▶ **Problem requirements**: Output all the data below verbatim.

▶ **The data**:

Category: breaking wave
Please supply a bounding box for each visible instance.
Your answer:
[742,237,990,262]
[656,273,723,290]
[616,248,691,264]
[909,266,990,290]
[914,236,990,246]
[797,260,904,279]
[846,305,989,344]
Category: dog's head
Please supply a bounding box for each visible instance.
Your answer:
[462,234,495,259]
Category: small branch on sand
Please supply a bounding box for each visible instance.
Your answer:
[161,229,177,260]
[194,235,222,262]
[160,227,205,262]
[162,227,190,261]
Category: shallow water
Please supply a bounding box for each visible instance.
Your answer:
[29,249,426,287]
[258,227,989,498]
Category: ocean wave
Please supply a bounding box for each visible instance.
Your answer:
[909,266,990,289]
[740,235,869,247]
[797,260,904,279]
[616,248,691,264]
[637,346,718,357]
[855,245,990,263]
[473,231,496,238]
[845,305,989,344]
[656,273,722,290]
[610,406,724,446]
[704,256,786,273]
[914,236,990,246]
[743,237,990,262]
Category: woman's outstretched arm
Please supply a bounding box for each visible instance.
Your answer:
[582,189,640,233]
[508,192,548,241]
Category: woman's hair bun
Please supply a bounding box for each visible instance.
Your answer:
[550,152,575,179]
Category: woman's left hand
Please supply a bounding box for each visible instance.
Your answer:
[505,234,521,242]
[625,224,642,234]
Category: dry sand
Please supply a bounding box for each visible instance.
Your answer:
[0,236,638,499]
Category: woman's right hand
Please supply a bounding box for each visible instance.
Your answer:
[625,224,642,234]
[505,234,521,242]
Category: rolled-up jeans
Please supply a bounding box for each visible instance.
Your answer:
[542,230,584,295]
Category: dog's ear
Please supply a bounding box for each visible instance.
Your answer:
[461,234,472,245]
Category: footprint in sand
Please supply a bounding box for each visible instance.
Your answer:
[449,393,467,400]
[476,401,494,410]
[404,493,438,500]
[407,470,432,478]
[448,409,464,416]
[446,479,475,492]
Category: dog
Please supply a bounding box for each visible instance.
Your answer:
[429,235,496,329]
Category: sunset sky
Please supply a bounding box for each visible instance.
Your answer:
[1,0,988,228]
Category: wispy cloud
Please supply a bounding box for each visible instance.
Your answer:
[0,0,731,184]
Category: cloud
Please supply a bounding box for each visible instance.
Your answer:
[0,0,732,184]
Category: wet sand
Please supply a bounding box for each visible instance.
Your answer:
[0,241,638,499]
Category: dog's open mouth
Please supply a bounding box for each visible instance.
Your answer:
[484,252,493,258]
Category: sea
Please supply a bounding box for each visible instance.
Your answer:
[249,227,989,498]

▶ **Solution to this exercise**:
Category: breaking wave
Please supply a bounding box for each visible instance.
Your answer:
[742,237,990,262]
[656,273,723,290]
[616,248,691,264]
[909,266,990,290]
[914,236,990,246]
[797,260,904,279]
[846,305,989,344]
Category: dog's head
Please supply a bounding box for each visible instance.
Your answer:
[462,234,495,259]
Category: small branch on sand
Please supply a bounding box for each visible instance.
Your answer:
[161,229,177,260]
[194,235,222,262]
[160,227,205,262]
[162,227,190,261]
Category: shallow water
Please supply a bounding box for each visible instance.
Your answer:
[29,249,426,287]
[258,227,989,498]
Category: ocean wave
Please supply a bounding box for each visible instance.
Your answer:
[909,266,990,289]
[740,235,869,247]
[797,260,904,279]
[616,248,691,264]
[637,346,718,357]
[855,245,990,263]
[473,231,496,238]
[845,305,989,344]
[656,273,722,290]
[610,406,724,446]
[704,256,786,273]
[914,236,990,246]
[743,237,990,262]
Category: woman's outstretched arm
Please supply a bounding box for each visible instance.
Your answer:
[582,189,640,233]
[508,192,548,241]
Category: woman's hair bun
Please supply a bounding box for each visible instance.
Your answer:
[550,152,575,179]
Category: woman's left hand
Please supply a bounding box for each visible instance.
Your answer:
[505,234,521,242]
[625,224,642,234]
Category: dry sand
Please supply a bounding box for each visible instance.
Your answer:
[0,236,638,499]
Category: woman's right hand
Please supply a bounding box for each visible instance.
Your answer:
[625,224,642,234]
[505,234,521,242]
Category: rolled-up jeans
Please supply a bounding box for each visible instance.
Your answer:
[542,230,584,295]
Category: dog's ear
Please supply a bounding box for each visible instance.
Your answer:
[461,234,472,245]
Category: footprint in sand
Please supply a bounding box for each visible instance.
Your answer:
[449,393,467,400]
[476,401,494,410]
[404,493,438,500]
[407,470,432,478]
[448,409,464,416]
[446,479,475,492]
Category: dog
Please supply a bounding box for each visible instance.
Your answer:
[429,235,496,329]
Category: sunset sky
Please supply a bounding box for each visible instance.
Your answer:
[1,0,988,228]
Category: wispy cloud
Please supply a bounding box for each visible instance.
Your answer:
[0,0,731,184]
Category: cloud
Please supply a bounding box for each visible instance.
Your answer:
[0,0,732,184]
Category: wet sand
Please supply a bounding box for each visible instance.
Your answer:
[0,241,638,499]
Category: dog's open mouth
Please supply a bounding box for each visible instance.
Your answer:
[484,252,493,258]
Category: sea
Please supply a bounding box for each visible instance.
Your answer:
[249,227,989,498]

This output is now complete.